> _Task details_
In the listing below, retype verbatim the lines beginning with the line containing "699, row 319." and continuing through the line containing "column 325, row 423", including both of those lines.

> _Supplied records_
◇ ◇ ◇ ◇ ◇
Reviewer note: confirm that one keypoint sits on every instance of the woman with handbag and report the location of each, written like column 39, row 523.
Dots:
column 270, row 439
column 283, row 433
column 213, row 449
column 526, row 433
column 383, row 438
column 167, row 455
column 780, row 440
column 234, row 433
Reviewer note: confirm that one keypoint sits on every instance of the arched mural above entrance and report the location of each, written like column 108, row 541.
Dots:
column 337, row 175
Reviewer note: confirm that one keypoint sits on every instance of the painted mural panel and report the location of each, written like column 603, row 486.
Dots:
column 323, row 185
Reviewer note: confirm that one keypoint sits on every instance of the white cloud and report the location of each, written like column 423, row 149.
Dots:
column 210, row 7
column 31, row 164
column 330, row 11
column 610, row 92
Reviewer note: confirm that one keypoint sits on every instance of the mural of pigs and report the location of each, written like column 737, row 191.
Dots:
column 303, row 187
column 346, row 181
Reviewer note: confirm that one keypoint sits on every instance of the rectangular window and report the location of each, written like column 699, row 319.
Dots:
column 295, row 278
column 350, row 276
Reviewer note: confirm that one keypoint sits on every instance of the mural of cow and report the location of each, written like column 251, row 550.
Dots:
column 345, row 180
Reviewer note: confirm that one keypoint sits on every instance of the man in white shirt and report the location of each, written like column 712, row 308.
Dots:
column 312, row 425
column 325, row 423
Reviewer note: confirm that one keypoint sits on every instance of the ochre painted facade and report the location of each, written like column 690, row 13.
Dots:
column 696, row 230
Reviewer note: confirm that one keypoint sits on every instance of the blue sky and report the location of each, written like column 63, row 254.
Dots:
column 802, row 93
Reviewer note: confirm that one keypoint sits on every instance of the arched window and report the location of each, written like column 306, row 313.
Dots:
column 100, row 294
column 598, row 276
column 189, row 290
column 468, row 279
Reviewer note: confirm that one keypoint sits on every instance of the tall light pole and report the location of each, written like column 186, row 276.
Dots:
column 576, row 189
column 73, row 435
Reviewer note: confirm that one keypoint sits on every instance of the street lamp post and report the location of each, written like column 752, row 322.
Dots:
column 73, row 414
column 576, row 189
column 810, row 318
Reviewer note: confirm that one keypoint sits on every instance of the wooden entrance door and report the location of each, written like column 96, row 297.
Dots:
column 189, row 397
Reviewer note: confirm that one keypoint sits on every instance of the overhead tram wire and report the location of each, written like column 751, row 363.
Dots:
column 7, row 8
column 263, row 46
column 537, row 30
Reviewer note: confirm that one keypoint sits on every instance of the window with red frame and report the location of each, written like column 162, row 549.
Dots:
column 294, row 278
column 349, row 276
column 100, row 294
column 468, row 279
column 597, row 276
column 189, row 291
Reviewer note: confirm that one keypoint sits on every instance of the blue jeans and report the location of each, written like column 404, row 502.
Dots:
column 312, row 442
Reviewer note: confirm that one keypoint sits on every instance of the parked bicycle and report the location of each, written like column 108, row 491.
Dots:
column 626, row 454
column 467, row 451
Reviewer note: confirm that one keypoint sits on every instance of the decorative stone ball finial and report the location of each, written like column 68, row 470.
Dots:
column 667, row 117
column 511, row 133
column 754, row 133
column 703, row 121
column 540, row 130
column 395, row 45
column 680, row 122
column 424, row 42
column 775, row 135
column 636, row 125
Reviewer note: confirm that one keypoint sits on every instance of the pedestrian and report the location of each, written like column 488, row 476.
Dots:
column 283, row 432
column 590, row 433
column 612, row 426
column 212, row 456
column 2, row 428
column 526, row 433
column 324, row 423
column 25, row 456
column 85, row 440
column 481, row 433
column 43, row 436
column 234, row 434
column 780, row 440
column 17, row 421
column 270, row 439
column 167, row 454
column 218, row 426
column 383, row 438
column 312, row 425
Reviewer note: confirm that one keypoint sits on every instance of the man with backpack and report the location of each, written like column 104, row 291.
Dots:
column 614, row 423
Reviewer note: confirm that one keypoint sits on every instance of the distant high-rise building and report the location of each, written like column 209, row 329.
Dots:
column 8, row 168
◇ ◇ ◇ ◇ ◇
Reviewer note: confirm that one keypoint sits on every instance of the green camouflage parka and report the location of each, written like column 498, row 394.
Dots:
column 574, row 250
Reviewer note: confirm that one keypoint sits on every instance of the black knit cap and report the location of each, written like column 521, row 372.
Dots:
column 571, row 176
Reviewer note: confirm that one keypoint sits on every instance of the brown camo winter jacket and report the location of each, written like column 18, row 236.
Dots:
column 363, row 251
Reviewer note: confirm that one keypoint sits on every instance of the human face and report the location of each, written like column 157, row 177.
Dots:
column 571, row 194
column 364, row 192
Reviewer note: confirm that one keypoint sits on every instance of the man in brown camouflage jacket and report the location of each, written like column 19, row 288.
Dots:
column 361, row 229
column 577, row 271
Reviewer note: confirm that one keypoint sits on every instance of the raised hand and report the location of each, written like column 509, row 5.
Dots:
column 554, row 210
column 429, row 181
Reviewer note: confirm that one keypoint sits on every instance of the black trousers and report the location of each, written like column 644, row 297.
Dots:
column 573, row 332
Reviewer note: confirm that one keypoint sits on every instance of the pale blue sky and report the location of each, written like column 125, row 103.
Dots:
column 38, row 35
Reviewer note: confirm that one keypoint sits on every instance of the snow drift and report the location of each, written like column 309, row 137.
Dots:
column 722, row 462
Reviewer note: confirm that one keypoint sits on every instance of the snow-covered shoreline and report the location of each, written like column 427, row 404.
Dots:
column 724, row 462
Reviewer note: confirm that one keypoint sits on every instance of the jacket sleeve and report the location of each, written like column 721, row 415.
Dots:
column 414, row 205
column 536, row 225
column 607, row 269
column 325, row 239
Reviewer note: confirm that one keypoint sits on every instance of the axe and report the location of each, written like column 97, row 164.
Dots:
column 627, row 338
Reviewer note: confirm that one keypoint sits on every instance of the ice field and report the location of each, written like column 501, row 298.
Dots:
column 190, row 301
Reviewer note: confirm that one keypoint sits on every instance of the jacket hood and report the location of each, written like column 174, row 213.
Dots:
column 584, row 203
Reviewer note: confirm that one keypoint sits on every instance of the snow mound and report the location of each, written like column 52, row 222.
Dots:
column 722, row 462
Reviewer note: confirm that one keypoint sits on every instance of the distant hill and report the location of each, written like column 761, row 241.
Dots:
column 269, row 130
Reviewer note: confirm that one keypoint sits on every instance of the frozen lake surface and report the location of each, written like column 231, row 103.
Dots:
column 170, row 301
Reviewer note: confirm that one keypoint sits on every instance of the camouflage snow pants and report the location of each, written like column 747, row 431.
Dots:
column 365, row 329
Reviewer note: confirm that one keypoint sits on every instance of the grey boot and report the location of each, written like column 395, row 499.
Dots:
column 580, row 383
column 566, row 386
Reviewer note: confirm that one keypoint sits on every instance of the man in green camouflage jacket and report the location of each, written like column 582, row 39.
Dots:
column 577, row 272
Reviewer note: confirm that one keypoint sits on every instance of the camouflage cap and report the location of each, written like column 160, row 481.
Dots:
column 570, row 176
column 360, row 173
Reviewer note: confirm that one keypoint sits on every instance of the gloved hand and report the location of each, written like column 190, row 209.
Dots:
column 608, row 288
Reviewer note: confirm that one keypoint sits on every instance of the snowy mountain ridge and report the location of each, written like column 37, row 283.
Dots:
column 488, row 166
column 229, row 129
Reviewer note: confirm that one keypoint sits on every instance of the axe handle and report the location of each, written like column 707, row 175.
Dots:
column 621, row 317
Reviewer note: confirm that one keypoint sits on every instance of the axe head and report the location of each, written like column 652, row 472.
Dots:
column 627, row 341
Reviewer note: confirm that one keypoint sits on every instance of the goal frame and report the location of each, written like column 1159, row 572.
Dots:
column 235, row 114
◇ ◇ ◇ ◇ ◇
> _The result_
Reviewer note: confirm that one keypoint sits on every instance of the rectangular window and report the location of each, written like column 699, row 319.
Dots:
column 295, row 278
column 350, row 276
Reviewer note: confirm that one keypoint sits on every instance of the mural of cow and report the location of each, written like column 251, row 550.
Dots:
column 345, row 180
Reviewer note: confirm that one keypoint sits on every instance of the man in white shirt and report the location of each, written like column 712, row 308.
Dots:
column 312, row 425
column 325, row 423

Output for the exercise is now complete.